In worlds that run at full-speed [like "Box Avoid Game", which is highly optimized and runs at a near constant 120] I didn't experience any hitching.

Some worlds went from around 60 FPS to 120.

Goofybud16 commented 4 years ago

Tested again in 1.11.9

Beat Saber is mostly OK-- whenever a Steam notification popped up [those seem to have started working again in 1.11.9!] framerates would tank notably-- felt like down to maybe 30.

There was stuttering, and the occasional mis-reprojected frame-- it felt like the game's frame-pacing went A B C D E C F G on occasion. It wasn't as bad as it's been in the past, however.

The game maintains a solid very smooth feeling with Async totally disabled.

VRChat was about as bad as usual.

Loading into the game caused what felt like a "brighter" version of the image to flicker in and out-- this seems to happen whenever the game does a significant amount of loading [such as transitioning in or out of a loading screen]. It's somewhat disorienting and blinding.

It also seems to mis-project frames, but [likely] due to longer frametimes [game running at 40-60 FPS instead of Beat Saber's what feels like 120] it's much more noticeable. In my case, it was very notable in the Home of the Time world.

In the default VRChat home, it wasn't that bad [although that world already bounces off of 120 FPS]

Scrolling around in the menus in the game doesn't seem to trigger the issue like it did before-- although VRChat has since upgraded to Unity 2018, which may be causing the difference there as well.

Goofybud16 commented 4 years ago

Tested with 1.12.5.

System report

Up to Debian kernel 5.6.7, and manually updated to the latest AMDGPU firmware from upstream git.

I've also upgraded to a Gigabyte Aorus X570 Elite WiFi from my old, slightly problematic MSI X570 Gaming Edge WiFi. I've got my 3900X at all stock beyond virtualization on [and running some VMs in the background] and RAM at 3600MHz XMP profile.

══════════

> WHAT YOU WILL DO
**A)** Answer these about the VR testing thread, one line each:
(i) Which version number is given for the last round of testing?
(ii) In Beat Saber, what made framerates drop notably?
(iii) Which motherboard replaced the MSI X570 Gaming Edge WiFi?
**B)** Pick up the VR testing thread after its last sentence and keep going in the same voice.

> GIVEN INFORMATION
══════════

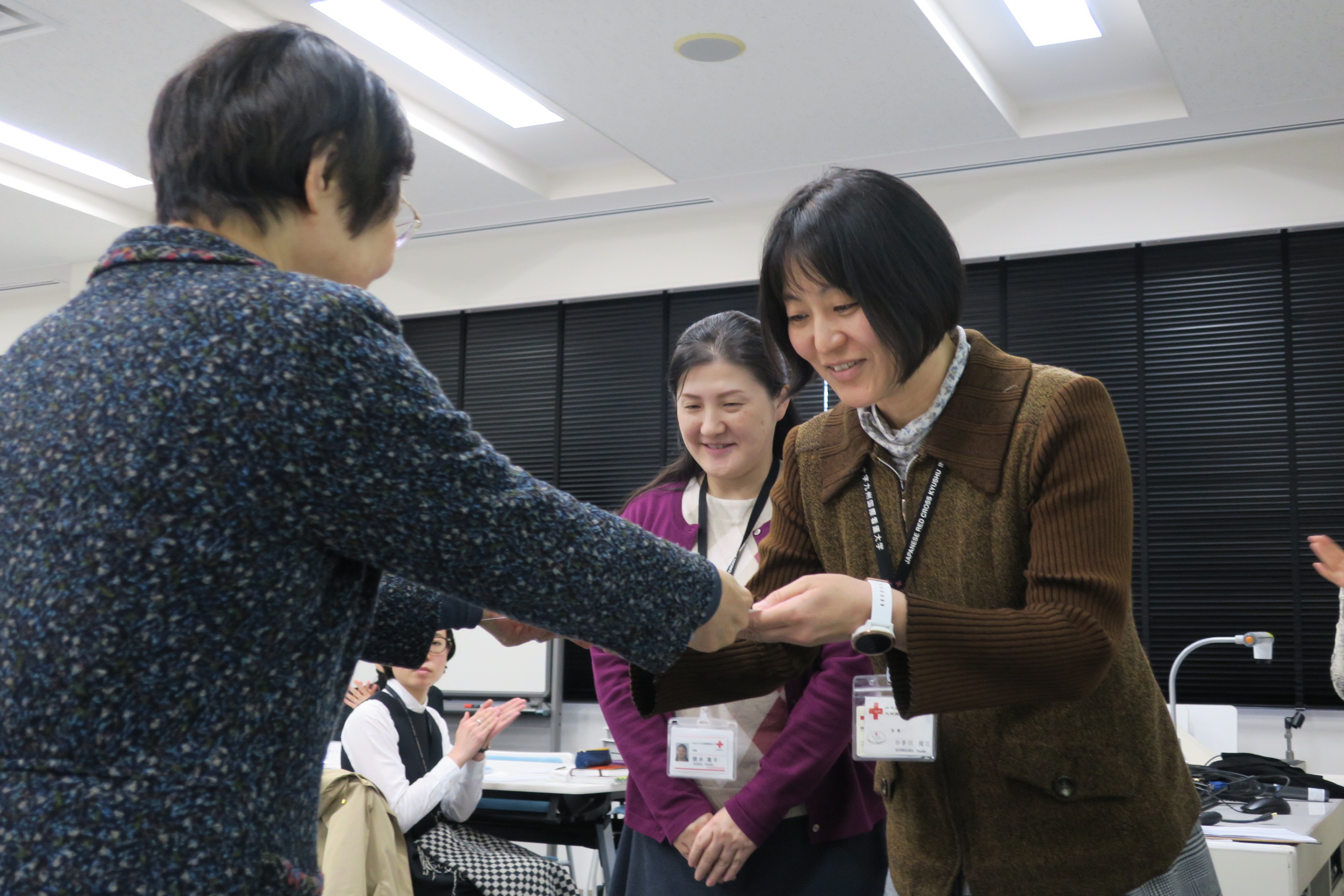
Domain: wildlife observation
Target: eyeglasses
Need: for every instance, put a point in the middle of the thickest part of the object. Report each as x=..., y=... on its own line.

══════════

> REPLIES
**A)**
(i) 1.12.5
(ii) A Steam notification popping up
(iii) A Gigabyte Aorus X570 Elite WiFi

**B)**
I installed Feral's Game Mode, and used gamemoderun %command% to run SteamVR. Testing with this configuration and gamemoderun enabled, it seems that the misprojected frames have decreased from before slightly. When both VRChat and SteamVR were run with gamemoderun, some worlds had significantly reduced FPS [40-ish]

When I ran only SteamVR with gamemoderun and let the game run on it's own, those worlds seemed to run much better [reported 60-61 FPS ingame], and with far fewer mis-projected frames than previously. The only frames I came across that were "corrupted" like I'd previously observed were in the left eye and during the world transition-- you hit "Go" -> fades to black -> fades from black into world. It seems almost like someone took the frame, selected a chunk of it, and turned brightness way up. I believe [but could be mistaken] that there seemed to be almost tearing with the "bright frames"-- the top 3/4 of it was brightened, but then somewhere in the frame, it was normal again. Like a partially rendered frame was combined with an additive transform or something? It's only ever in the left eye, never the right.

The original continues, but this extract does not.